◆ Information supplied ◆
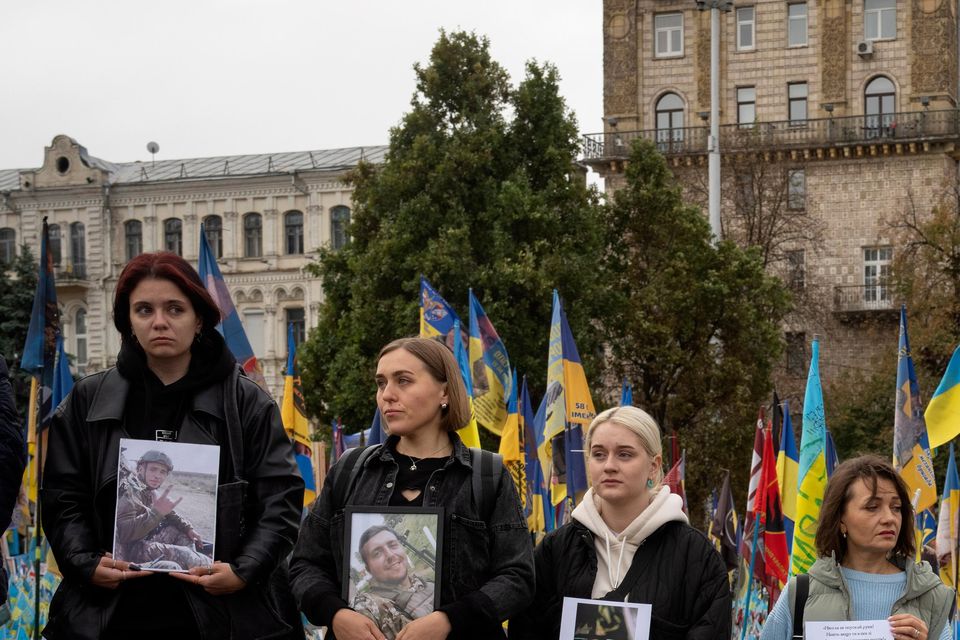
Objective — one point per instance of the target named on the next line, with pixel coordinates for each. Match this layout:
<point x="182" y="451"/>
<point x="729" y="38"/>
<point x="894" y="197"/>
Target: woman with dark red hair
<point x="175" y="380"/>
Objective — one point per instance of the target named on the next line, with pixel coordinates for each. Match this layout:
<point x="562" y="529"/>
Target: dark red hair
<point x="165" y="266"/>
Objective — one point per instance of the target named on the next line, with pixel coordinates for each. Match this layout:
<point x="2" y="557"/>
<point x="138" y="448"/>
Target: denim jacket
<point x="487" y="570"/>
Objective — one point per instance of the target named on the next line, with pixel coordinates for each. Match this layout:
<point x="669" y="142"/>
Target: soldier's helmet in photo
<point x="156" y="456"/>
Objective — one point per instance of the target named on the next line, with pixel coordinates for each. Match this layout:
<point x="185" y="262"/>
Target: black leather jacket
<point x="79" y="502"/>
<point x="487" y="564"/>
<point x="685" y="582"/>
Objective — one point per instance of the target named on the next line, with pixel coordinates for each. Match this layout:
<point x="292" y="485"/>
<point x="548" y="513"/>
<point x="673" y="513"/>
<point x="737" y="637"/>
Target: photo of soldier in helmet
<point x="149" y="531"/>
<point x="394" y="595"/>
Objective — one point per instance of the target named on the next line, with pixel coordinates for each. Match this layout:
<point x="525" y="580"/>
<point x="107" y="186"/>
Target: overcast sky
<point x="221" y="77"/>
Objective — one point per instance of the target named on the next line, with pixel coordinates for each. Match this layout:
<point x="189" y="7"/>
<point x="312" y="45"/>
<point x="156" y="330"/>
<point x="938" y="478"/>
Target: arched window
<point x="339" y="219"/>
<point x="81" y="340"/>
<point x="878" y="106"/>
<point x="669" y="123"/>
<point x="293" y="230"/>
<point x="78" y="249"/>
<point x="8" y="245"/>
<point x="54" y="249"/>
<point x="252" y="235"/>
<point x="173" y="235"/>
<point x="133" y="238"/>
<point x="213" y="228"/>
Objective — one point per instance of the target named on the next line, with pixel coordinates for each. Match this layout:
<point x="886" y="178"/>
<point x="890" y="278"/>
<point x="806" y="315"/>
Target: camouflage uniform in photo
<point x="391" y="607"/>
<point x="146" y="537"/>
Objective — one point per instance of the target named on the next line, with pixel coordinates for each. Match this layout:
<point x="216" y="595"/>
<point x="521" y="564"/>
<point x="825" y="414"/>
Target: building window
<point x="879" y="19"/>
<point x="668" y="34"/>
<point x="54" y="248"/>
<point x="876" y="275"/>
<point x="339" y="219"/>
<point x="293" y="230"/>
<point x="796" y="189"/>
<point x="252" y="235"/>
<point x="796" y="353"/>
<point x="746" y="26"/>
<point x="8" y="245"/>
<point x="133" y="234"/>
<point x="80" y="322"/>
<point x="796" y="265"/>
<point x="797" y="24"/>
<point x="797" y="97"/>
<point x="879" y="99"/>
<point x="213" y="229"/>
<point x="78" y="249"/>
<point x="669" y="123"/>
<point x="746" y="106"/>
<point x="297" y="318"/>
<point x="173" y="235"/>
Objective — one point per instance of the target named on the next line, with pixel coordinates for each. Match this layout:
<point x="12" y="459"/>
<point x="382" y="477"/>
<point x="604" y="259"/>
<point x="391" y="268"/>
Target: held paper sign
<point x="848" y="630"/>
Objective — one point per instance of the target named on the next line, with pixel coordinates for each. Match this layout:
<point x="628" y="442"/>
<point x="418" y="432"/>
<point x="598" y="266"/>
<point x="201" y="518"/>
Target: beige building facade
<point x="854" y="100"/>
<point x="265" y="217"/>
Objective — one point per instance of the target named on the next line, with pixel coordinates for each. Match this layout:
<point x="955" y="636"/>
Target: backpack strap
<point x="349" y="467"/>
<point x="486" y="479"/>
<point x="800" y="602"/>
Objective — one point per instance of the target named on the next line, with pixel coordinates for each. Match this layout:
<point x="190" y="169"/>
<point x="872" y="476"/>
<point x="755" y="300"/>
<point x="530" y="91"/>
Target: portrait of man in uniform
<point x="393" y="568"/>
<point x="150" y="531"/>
--
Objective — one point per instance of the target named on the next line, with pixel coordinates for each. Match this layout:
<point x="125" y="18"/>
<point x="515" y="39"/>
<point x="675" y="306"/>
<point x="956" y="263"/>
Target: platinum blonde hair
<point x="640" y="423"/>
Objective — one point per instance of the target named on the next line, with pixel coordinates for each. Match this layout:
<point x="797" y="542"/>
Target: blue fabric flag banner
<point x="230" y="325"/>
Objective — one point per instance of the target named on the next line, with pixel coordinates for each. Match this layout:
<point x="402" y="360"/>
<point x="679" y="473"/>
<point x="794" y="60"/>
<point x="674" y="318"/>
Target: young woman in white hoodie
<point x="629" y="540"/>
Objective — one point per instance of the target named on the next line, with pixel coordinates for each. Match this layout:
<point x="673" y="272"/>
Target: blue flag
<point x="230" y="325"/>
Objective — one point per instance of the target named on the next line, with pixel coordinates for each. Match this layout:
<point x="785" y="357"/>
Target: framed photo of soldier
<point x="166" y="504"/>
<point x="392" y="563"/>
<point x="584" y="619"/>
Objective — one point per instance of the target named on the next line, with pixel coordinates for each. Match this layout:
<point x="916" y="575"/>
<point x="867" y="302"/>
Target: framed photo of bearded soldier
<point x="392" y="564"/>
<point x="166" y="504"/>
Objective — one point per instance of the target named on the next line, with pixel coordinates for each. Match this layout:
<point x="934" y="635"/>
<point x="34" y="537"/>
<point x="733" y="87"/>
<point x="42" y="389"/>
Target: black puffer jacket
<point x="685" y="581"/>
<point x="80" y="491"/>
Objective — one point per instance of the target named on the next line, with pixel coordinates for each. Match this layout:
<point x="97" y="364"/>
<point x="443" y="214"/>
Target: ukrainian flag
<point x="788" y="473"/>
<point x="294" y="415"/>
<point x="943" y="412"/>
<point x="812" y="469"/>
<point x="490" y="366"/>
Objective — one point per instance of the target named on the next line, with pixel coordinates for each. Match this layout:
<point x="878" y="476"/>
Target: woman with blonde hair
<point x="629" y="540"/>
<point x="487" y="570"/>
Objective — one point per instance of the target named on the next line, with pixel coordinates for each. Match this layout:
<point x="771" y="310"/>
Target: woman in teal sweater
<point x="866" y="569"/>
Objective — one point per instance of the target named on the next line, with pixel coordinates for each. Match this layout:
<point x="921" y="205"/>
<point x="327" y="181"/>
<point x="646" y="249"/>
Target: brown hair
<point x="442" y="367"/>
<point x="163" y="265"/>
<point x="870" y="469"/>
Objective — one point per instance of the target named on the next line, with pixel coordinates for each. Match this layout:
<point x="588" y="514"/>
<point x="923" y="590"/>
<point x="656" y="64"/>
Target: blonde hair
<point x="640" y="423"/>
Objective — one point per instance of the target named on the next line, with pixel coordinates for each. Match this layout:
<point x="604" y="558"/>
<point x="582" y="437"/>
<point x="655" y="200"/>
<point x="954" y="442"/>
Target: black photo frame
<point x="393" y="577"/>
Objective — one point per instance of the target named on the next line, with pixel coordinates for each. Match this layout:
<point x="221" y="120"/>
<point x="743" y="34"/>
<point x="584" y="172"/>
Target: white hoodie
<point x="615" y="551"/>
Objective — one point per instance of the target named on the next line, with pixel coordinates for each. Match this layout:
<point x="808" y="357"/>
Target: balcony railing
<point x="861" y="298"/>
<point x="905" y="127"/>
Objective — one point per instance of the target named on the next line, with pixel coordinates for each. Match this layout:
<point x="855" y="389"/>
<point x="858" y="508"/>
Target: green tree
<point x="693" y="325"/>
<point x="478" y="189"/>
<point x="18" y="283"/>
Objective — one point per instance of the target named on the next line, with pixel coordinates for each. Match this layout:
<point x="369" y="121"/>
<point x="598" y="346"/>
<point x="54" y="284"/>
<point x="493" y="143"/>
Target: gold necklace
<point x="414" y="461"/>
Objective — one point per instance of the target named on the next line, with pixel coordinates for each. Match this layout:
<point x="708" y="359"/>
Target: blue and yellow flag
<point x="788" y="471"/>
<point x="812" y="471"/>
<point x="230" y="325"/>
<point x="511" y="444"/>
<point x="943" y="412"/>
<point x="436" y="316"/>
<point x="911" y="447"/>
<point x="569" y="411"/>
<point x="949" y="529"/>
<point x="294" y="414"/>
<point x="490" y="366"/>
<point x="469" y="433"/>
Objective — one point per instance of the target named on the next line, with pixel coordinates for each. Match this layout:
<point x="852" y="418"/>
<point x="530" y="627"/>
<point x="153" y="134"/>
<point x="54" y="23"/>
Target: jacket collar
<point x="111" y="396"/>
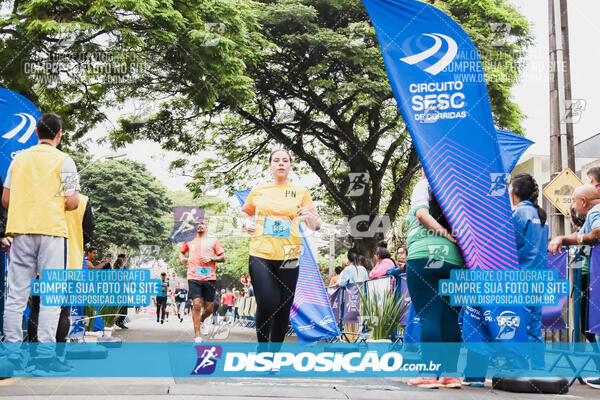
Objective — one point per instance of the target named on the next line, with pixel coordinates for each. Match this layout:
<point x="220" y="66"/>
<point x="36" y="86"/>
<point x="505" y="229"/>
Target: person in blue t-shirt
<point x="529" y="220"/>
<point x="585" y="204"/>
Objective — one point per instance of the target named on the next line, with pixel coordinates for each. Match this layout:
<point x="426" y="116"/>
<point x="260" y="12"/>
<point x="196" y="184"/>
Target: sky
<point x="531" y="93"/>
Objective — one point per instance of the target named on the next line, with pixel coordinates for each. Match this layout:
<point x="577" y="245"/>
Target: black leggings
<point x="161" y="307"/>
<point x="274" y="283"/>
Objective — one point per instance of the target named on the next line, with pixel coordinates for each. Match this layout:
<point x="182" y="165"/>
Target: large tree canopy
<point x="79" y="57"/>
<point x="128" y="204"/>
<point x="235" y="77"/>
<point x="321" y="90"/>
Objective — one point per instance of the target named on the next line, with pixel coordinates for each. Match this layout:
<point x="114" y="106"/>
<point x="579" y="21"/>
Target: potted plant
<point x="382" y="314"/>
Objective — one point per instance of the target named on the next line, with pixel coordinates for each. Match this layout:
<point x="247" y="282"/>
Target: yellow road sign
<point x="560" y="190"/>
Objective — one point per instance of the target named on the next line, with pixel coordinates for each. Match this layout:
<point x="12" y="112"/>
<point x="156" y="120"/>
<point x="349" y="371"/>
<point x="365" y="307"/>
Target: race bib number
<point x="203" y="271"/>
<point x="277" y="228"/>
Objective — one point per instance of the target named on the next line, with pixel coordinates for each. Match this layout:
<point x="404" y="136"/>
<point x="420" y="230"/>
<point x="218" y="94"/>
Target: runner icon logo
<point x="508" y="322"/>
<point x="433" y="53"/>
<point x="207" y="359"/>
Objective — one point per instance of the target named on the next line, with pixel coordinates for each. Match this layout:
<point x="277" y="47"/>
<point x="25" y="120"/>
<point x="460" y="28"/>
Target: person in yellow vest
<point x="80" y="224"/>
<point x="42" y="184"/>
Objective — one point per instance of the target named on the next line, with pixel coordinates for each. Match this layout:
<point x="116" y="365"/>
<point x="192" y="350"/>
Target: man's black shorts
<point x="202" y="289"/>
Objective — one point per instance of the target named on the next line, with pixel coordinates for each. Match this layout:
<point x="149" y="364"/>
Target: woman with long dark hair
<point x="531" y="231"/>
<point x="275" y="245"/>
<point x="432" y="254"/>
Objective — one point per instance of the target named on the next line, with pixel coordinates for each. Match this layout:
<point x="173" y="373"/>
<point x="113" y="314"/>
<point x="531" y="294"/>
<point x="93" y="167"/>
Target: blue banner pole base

◆ Brief ◆
Where the listing above reaches the line that contains "Target: woman with long dark hair", start retyping, and finish with the line that contains "Target: blue banner pole base"; reproduce those lines exactly and no others.

◆ Written answer ◆
Target: woman with long dark hair
<point x="531" y="231"/>
<point x="275" y="245"/>
<point x="432" y="254"/>
Objective — one point per instance of the target named on the next line, with pixel coordinates for each. Match this layout:
<point x="173" y="373"/>
<point x="113" y="314"/>
<point x="531" y="294"/>
<point x="93" y="167"/>
Target: blue banner pole base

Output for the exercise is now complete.